Exercise aim -
Give every line of the entries below as a JSON list of strings, one string per line, with blank lines left out. Leave out any line that stands for a picture.

═════ Available records ═════

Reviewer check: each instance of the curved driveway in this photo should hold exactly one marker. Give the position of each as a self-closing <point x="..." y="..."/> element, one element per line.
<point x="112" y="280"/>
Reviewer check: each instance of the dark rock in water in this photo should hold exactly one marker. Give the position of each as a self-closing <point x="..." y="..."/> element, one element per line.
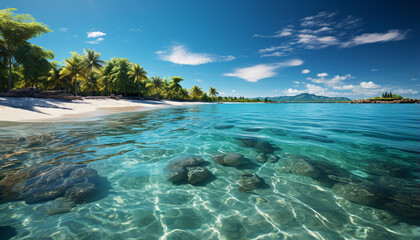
<point x="362" y="193"/>
<point x="229" y="159"/>
<point x="403" y="195"/>
<point x="299" y="165"/>
<point x="224" y="127"/>
<point x="251" y="129"/>
<point x="187" y="161"/>
<point x="388" y="169"/>
<point x="262" y="158"/>
<point x="7" y="232"/>
<point x="197" y="174"/>
<point x="59" y="205"/>
<point x="232" y="228"/>
<point x="79" y="183"/>
<point x="318" y="138"/>
<point x="176" y="173"/>
<point x="258" y="144"/>
<point x="186" y="168"/>
<point x="272" y="158"/>
<point x="249" y="182"/>
<point x="278" y="132"/>
<point x="81" y="192"/>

═════

The solution -
[
  "Reviewer check: each instance of the curved driveway in this photo should hold exactly one marker. Give the position of each as a self-closing <point x=\"...\" y=\"...\"/> element, one element per line.",
  "<point x=\"112\" y=\"280\"/>",
  "Reviewer check: each instance of the dark rock in water in this photo should hold exactly one marker. Give the position of each as a self-closing <point x=\"...\" y=\"...\"/> element, one element per line.",
  "<point x=\"362\" y=\"193\"/>",
  "<point x=\"229\" y=\"159\"/>",
  "<point x=\"403\" y=\"195\"/>",
  "<point x=\"299\" y=\"165\"/>",
  "<point x=\"224\" y=\"127\"/>",
  "<point x=\"251\" y=\"129\"/>",
  "<point x=\"187\" y=\"161\"/>",
  "<point x=\"388\" y=\"169\"/>",
  "<point x=\"262\" y=\"158\"/>",
  "<point x=\"7\" y=\"232\"/>",
  "<point x=\"197\" y=\"174\"/>",
  "<point x=\"59\" y=\"205\"/>",
  "<point x=\"232\" y=\"228\"/>",
  "<point x=\"79\" y=\"183\"/>",
  "<point x=\"318\" y=\"138\"/>",
  "<point x=\"176\" y=\"173\"/>",
  "<point x=\"258\" y=\"144\"/>",
  "<point x=\"186\" y=\"168\"/>",
  "<point x=\"272\" y=\"158\"/>",
  "<point x=\"249\" y=\"182\"/>",
  "<point x=\"278\" y=\"132\"/>",
  "<point x=\"81\" y=\"192\"/>"
]